WHAT TO DO >>
Leaving nothing out, set down all the data exactly.

PROVIDED RECORDS >>
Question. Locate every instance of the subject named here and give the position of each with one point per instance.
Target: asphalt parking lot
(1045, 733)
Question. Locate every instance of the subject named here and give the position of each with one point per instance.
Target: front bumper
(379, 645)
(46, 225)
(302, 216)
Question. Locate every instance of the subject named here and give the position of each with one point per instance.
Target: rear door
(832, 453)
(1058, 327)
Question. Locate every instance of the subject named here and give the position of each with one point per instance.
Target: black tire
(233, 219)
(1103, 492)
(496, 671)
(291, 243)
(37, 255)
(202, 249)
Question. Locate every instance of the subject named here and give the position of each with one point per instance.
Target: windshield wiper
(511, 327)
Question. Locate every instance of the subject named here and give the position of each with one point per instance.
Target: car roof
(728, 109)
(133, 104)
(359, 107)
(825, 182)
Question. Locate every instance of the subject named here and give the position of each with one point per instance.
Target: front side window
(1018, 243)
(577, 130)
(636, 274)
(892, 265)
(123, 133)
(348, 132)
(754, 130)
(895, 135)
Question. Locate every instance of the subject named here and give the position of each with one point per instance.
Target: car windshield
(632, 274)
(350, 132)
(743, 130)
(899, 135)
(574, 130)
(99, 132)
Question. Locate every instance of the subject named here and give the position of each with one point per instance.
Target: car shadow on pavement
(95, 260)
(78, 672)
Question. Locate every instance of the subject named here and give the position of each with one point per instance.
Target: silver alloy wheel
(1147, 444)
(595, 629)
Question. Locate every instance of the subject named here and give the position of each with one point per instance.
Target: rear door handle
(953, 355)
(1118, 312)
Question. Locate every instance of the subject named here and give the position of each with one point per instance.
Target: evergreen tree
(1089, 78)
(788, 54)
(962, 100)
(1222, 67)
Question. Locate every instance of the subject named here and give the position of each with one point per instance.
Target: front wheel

EXERCISE OUTPUT >>
Question. Locate every instance of the subject named here and give the position of each with one point per instance.
Target: asphalt parking lot
(1045, 733)
Question. Locate every instance of the subject named here and give the position of each with one point per instance.
Target: front bumper
(379, 645)
(46, 225)
(302, 216)
Question. Locate every instance of the subject named here and give the position of each with one point per instance.
Target: rear door
(832, 453)
(1058, 327)
Question. Locate every instance of the subject named here and give the position of each with one point per instance.
Target: black tire
(233, 219)
(1103, 492)
(496, 671)
(291, 243)
(37, 255)
(202, 249)
Question. Locate every instance of the subject named here and give the position of each with one point per instance.
Target: windshield wiper
(511, 327)
Question. Locate every instance of the subject named here and give the position of each with one point per instance.
Target: car roof
(728, 109)
(133, 104)
(359, 107)
(825, 182)
Question. Locate every instance of the subject named here and give the position of each with one point per instance.
Target: front side window
(1018, 243)
(577, 130)
(636, 274)
(892, 265)
(123, 133)
(348, 132)
(754, 130)
(895, 135)
Question. Locate every instance of the subject named here and give the position of each with one point per instance.
Target: car windshield
(632, 274)
(350, 132)
(743, 130)
(899, 135)
(574, 130)
(99, 132)
Question. Locate every instance of the subject named here and give the position of each with one point per instance.
Target: car shadow on pavement
(95, 260)
(78, 672)
Question. Locate every instance of the subject named here and give the position of each with one point per instance.
Target: silver alloy wheel
(1147, 444)
(595, 629)
Question. Locate every instance of the subject named here and give the position of each with one point per instance.
Target: rear door handle
(953, 355)
(1118, 312)
Question. Locate every instance of the subject named here and give the position of each with one point per instance.
Target: evergreen tree
(1089, 78)
(788, 54)
(962, 100)
(1222, 67)
Question. Locate every instance of the subject named here and give the position of each with one point per instance.
Target: front wheel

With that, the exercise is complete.